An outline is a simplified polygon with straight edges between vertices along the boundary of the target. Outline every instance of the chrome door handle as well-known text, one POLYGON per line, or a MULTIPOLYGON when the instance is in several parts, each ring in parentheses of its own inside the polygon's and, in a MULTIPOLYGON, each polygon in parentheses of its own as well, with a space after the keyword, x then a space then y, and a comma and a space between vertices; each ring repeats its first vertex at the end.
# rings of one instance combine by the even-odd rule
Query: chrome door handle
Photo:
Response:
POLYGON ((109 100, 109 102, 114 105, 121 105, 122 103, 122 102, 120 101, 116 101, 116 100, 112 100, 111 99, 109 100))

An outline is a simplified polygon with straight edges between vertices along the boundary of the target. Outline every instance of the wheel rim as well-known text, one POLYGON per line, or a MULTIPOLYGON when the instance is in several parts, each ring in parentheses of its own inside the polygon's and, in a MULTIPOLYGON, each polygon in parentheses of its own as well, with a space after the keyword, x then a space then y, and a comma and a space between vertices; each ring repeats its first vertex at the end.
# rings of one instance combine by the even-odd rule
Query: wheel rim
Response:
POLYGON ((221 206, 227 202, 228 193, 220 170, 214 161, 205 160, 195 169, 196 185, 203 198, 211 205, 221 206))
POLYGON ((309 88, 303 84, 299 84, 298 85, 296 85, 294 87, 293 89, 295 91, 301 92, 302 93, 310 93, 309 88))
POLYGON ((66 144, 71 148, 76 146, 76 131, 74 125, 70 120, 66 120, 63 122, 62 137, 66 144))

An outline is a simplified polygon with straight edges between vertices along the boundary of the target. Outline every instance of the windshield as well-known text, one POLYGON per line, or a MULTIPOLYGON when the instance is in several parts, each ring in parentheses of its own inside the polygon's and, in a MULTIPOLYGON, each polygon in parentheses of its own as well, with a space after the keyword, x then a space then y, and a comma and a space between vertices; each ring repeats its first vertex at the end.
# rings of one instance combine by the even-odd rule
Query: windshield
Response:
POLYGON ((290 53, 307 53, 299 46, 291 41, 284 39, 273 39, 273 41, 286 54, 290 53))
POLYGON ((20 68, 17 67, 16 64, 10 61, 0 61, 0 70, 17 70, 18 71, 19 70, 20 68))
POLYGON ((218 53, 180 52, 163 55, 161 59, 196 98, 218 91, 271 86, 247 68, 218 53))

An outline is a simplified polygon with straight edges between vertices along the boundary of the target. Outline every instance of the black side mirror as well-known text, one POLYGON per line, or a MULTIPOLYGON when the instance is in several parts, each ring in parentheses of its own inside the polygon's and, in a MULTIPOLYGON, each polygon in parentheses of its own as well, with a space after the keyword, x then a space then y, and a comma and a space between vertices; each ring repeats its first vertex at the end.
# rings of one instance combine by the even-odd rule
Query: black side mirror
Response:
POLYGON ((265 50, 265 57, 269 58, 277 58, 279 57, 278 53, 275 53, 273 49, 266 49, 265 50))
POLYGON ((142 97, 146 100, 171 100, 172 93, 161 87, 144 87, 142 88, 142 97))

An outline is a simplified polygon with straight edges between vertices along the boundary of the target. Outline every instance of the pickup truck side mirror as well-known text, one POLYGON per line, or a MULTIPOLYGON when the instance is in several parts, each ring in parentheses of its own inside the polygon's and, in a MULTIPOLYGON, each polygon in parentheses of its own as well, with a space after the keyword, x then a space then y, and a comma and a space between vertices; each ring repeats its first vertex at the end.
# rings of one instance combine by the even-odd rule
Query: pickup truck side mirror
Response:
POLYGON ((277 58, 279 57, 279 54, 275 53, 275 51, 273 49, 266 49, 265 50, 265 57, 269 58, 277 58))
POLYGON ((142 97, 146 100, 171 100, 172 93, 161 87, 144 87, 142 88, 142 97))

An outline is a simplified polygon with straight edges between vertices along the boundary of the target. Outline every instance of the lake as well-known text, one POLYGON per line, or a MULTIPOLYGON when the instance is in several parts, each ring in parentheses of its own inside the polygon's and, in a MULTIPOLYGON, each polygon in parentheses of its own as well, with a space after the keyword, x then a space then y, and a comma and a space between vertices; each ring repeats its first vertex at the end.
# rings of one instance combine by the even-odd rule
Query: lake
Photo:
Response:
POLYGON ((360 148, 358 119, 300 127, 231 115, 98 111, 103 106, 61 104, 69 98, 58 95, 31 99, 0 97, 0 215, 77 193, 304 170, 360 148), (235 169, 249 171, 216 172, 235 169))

----

DESCRIPTION OF THE TASK >>
Each record above must be given again exactly.

EXERCISE RESPONSE >>
An outline is a simplified polygon with straight edges between vertices along the boundary of the target. Outline every instance of the chrome door handle as well-known text, one POLYGON per line, or a MULTIPOLYGON when the instance is in several parts, each ring in parentheses of its own inside the polygon's and, in a MULTIPOLYGON, each polygon in parentheses of its own as well, with a space after the keyword, x then a space then y, and a comma and a space between vertices; each ring repeats its first vertex at the end.
# rings of one instance combine by the even-odd rule
Query: chrome door handle
Photo:
Response:
POLYGON ((109 100, 109 102, 114 105, 121 105, 122 103, 122 102, 120 101, 116 101, 116 100, 112 100, 111 99, 109 100))

An outline is a simplified polygon with straight edges between vertices along the boundary of the target. Outline every instance of the wheel rim as well-known text, one POLYGON per line, or a MULTIPOLYGON when the instance is in several parts, each ring in parentheses of its own inside the polygon's and, in a MULTIPOLYGON, each polygon in parentheses of its own as well, with a space after the keyword, x then a space then y, and a comma and a space between vertices; each ring repeats its first vertex at the end.
# rings of one instance combine by the even-odd rule
Query: wheel rim
Response:
POLYGON ((221 206, 227 202, 228 193, 220 170, 214 161, 205 160, 195 169, 196 185, 203 198, 211 205, 221 206))
POLYGON ((309 88, 303 84, 299 84, 298 85, 296 85, 294 87, 293 89, 295 91, 301 92, 302 93, 310 93, 309 88))
POLYGON ((66 144, 71 148, 76 146, 76 131, 74 125, 70 120, 66 120, 63 122, 62 137, 66 144))

An outline is a simplified polygon with straight edges between vertices along the boundary of the target. Outline every instance of the windshield as well-known text, one POLYGON per line, or a MULTIPOLYGON when the instance is in several parts, each ring in parentheses of its own inside the polygon's and, in a MULTIPOLYGON, each polygon in parentheses of its own as well, with a space after the keyword, x then a space then y, and a comma and a space between vertices; each ring repeats its first vertex at the end.
# rings of one instance combine by the even-odd rule
Query: windshield
Response:
POLYGON ((290 53, 307 53, 299 46, 291 41, 284 39, 273 39, 273 41, 286 54, 290 53))
POLYGON ((20 68, 17 67, 16 64, 10 61, 0 61, 0 70, 17 70, 18 71, 19 70, 20 68))
POLYGON ((218 53, 180 52, 163 55, 161 59, 196 98, 218 91, 271 86, 247 68, 218 53))

An outline is a simplified polygon with straight edges between vertices along the boundary of the target. Outline every instance of the black side mirror as well-known text, one POLYGON per line, or a MULTIPOLYGON when the instance is in several parts, each ring in parentheses of its own inside the polygon's and, in a MULTIPOLYGON, each polygon in parentheses of its own as well, with a space after the keyword, x then a space then y, and a comma and a space between vertices; each ring repeats its first vertex at the end.
# rings of one instance combine by the even-odd rule
Query: black side mirror
Response:
POLYGON ((265 50, 265 57, 269 58, 277 58, 279 57, 278 53, 275 53, 273 49, 266 49, 265 50))
POLYGON ((142 97, 146 100, 171 100, 172 93, 161 87, 144 87, 142 88, 142 97))

An outline is a simplified polygon with straight edges between vertices along the boundary of the target. Outline every instance of the pickup truck side mirror as well-known text, one POLYGON per line, or a MULTIPOLYGON when the instance is in several parts, each ring in parentheses of its own inside the polygon's and, in a MULTIPOLYGON, each polygon in parentheses of its own as well, with a space after the keyword, x then a space then y, and a comma and a space between vertices; each ring repeats its first vertex at the end.
# rings of one instance combine by the even-odd rule
Query: pickup truck side mirror
Response:
POLYGON ((277 58, 279 57, 279 54, 275 53, 275 51, 273 49, 266 49, 265 50, 265 57, 269 58, 277 58))
POLYGON ((142 97, 146 100, 171 100, 172 93, 161 87, 144 87, 142 88, 142 97))

An outline is a simplified polygon with straight edges between vertices along the boundary of the target. Outline every instance of the lake as well-known text, one POLYGON per line, or a MULTIPOLYGON when the instance is in several parts, each ring in parentheses of its own inside the polygon's and, in a MULTIPOLYGON, each polygon in parentheses of its own as well, with a space after the keyword, x then a space then y, and a comma and a space between vertices; each ring repeats its first vertex at the end.
# rings of one instance combine by the even-odd rule
Query: lake
Photo:
Response:
POLYGON ((360 148, 358 119, 300 127, 231 115, 98 111, 103 106, 61 104, 69 98, 58 95, 31 99, 0 97, 0 215, 77 193, 304 170, 360 148), (235 169, 249 171, 216 172, 235 169))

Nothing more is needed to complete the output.